» Task requirements
Copy the data as given. No line may be skipped.

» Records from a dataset

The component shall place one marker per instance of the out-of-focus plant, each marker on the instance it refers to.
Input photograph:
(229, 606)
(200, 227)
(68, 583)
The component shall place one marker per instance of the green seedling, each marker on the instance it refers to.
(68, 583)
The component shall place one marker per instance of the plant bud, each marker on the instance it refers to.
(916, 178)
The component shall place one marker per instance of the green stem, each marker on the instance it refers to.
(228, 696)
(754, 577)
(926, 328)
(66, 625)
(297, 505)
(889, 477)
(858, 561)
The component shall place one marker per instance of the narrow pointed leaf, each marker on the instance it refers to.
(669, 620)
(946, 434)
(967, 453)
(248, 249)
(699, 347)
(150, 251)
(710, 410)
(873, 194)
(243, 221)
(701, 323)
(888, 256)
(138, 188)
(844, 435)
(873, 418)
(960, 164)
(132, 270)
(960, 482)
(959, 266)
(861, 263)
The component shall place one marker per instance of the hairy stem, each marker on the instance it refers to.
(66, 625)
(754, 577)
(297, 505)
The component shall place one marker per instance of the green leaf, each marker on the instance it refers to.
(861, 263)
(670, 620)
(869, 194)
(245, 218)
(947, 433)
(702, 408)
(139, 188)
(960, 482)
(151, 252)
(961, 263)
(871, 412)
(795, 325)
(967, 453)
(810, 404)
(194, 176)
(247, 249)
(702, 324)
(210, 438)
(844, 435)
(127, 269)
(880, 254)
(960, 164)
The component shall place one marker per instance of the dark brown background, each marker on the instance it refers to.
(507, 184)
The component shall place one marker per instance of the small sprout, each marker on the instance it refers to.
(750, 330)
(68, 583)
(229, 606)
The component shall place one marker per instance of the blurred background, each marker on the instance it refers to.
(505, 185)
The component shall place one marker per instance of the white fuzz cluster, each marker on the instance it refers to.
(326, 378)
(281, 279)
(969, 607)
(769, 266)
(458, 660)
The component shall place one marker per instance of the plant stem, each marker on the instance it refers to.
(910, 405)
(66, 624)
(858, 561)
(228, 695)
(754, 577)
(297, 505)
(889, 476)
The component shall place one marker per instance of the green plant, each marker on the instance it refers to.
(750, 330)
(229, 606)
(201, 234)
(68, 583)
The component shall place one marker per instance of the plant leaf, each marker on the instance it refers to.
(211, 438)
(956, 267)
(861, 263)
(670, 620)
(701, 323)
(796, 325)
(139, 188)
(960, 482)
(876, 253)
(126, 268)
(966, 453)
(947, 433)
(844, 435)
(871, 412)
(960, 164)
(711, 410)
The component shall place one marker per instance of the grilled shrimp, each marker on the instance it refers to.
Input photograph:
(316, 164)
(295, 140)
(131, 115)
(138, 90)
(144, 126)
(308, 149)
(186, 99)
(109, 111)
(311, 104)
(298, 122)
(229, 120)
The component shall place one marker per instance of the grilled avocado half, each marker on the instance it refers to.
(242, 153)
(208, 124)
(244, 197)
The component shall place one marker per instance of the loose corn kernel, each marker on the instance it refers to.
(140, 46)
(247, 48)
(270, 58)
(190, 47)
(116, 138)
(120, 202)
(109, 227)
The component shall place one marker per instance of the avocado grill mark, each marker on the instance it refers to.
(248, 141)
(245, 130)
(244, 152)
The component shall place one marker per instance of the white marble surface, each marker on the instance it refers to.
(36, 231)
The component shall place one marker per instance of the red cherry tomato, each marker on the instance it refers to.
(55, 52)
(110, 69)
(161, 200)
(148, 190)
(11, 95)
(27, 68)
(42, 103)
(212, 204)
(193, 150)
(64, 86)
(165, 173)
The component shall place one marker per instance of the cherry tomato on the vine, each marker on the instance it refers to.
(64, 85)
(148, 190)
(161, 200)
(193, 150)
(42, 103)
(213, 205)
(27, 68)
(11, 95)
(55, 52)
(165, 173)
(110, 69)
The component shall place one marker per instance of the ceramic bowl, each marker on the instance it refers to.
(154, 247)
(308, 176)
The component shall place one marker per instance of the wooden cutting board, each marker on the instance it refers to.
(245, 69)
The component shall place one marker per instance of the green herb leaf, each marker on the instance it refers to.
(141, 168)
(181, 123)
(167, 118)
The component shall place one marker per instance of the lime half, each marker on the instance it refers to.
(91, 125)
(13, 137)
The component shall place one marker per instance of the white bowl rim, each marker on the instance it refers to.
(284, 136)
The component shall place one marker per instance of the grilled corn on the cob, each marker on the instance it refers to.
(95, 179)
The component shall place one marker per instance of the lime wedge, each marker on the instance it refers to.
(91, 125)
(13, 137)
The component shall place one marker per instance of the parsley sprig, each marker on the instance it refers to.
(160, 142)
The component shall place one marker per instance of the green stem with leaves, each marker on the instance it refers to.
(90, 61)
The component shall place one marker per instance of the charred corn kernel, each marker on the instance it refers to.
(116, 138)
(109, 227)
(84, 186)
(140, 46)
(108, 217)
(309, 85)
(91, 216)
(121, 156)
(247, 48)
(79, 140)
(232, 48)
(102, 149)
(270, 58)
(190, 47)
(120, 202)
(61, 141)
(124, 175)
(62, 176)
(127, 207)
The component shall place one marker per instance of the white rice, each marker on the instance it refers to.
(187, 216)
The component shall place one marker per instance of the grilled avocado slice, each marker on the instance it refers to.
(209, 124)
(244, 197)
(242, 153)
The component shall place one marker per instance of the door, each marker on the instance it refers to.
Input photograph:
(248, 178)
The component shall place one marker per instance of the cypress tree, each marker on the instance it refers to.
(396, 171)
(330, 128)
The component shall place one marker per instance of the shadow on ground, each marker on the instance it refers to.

» Answer section
The component shall place one marker per instance of the out-of-focus plant, each marker on the instance it refers to.
Input photograph:
(229, 606)
(200, 227)
(68, 583)
The component shall place one marker per instance of the green seedling, each marker on the instance it refers to.
(68, 583)
The component shall place one marker per instance of the plant bud, each marker on the instance it refers to.
(916, 178)
The component shall place one marker per instance of the green stem, each marker on the instance it refers to.
(228, 696)
(754, 577)
(926, 328)
(66, 625)
(297, 505)
(889, 477)
(858, 561)
The component shall place one marker per instance of the narrow pointed leaf, each marker on the instance it refers to.
(669, 620)
(946, 434)
(967, 453)
(248, 249)
(699, 347)
(150, 251)
(710, 410)
(873, 194)
(243, 221)
(701, 323)
(888, 256)
(138, 188)
(844, 435)
(873, 418)
(960, 164)
(132, 270)
(960, 482)
(959, 266)
(861, 263)
The component shall place one marker per instance of the hairy stem, each marker on the instance it refers to.
(66, 625)
(754, 577)
(297, 505)
The component shall place one marker per instance of the green leaf, each marker on the instance it refers to.
(861, 263)
(670, 620)
(869, 194)
(245, 218)
(947, 433)
(702, 408)
(139, 188)
(960, 482)
(151, 252)
(961, 263)
(871, 412)
(795, 325)
(967, 453)
(810, 404)
(194, 176)
(247, 249)
(702, 324)
(210, 438)
(844, 435)
(127, 269)
(880, 254)
(960, 164)
The component shall place one marker per instance of the dark brown background, each marker on the instance it refers to.
(507, 184)
The component shall place one marker per instance of the small sprout, each marker on the instance it refers to.
(750, 330)
(68, 583)
(229, 606)
The component shall place one marker per instance of the blurred background, each marker on the instance it refers to.
(505, 185)
The component shall place one marker per instance of the white fuzz cluster, each marker on the instance it refers to.
(326, 378)
(281, 279)
(969, 607)
(769, 266)
(458, 660)
The component shall place one marker per instance of the plant stem, each marker on the instance it refers to.
(910, 405)
(66, 624)
(858, 561)
(228, 695)
(754, 577)
(297, 505)
(889, 476)
The component shall place one marker per instance of the green plant, each marker on the instance it refers to.
(750, 330)
(229, 606)
(201, 234)
(68, 583)
The component shall place one marker per instance of the plant leaf, each marker on the instance it refers to.
(211, 438)
(956, 267)
(861, 263)
(670, 620)
(701, 323)
(796, 325)
(139, 188)
(960, 482)
(876, 253)
(126, 268)
(966, 453)
(947, 433)
(844, 435)
(871, 412)
(960, 164)
(711, 410)
The component shall place one marker per instance of the grilled shrimp, each marker on the instance it refers to.
Input photograph:
(316, 164)
(295, 140)
(131, 115)
(138, 90)
(144, 126)
(308, 149)
(186, 99)
(109, 111)
(311, 104)
(298, 122)
(229, 120)
The component shall place one marker per instance of the grilled avocado half, each marker on the instance it refers to.
(242, 153)
(208, 124)
(244, 197)
The component shall place one marker per instance of the loose corn kernel, each marker on the instance it refers to.
(140, 46)
(247, 48)
(270, 58)
(190, 47)
(116, 138)
(120, 202)
(109, 227)
The component shall place one marker per instance of the avocado grill mark, each marker on the instance it refers to.
(248, 141)
(245, 130)
(244, 152)
The component shall place one marker per instance of the white marble surface, each marker on the instance it refers to.
(36, 231)
The component shall place one marker per instance of the red cherry tomato, each marker on the instance it refers to.
(55, 52)
(110, 69)
(161, 200)
(148, 190)
(11, 95)
(27, 68)
(42, 103)
(212, 204)
(193, 150)
(64, 86)
(165, 173)
The component shall place one marker per instance of the cherry tomato on the vine, each marker on the instance it refers to.
(64, 85)
(148, 190)
(161, 200)
(193, 150)
(42, 103)
(213, 205)
(27, 68)
(11, 95)
(55, 52)
(165, 173)
(110, 69)
The component shall place one marker per instance of the ceramic bowl, each marker on the instance it refers to.
(154, 247)
(308, 176)
The component shall place one marker per instance of the wooden cutting board, each marker on the instance it refers to.
(245, 69)
The component shall place one marker per instance of the green herb leaf, each marker on the instance it refers to.
(141, 168)
(181, 123)
(167, 118)
The component shall place one marker per instance of the lime half, each marker on the instance it refers to.
(91, 125)
(13, 137)
The component shall place one marker per instance of the white bowl rim, each marker on the instance it refers to.
(284, 136)
The component shall place one marker per instance of the grilled corn on the cob, each marker on the instance it refers to.
(95, 179)
The component shall place one marker per instance of the lime wedge, each marker on the instance it refers to.
(91, 125)
(13, 137)
The component shall place one marker per instance of the parsley sprig, each marker on the instance it refers to.
(160, 142)
The component shall place one marker per instance of the green stem with leaves, each marker on the instance it refers to.
(90, 61)
The component shall place one marker per instance of the charred corn kernel, each marker on the instance it refers to.
(116, 138)
(109, 227)
(84, 186)
(140, 46)
(108, 217)
(309, 85)
(91, 216)
(121, 156)
(247, 48)
(79, 140)
(232, 48)
(102, 149)
(270, 58)
(190, 47)
(120, 202)
(61, 141)
(124, 175)
(62, 176)
(127, 207)
The component shall place one marker per instance of the white rice, each marker on the instance it refers to.
(187, 216)
The component shall place one marker per instance of the grilled avocado slice, each marker on the instance it refers to.
(209, 124)
(244, 197)
(242, 153)
The component shall place one marker per instance of the door, each marker on the instance it refers to.
Input photograph:
(248, 178)
The component shall place one marker per instance of the cypress tree, each marker on the instance it refers to.
(396, 171)
(330, 128)
The component shall place one marker per instance of the shadow on ground, each marker on the instance it refers to.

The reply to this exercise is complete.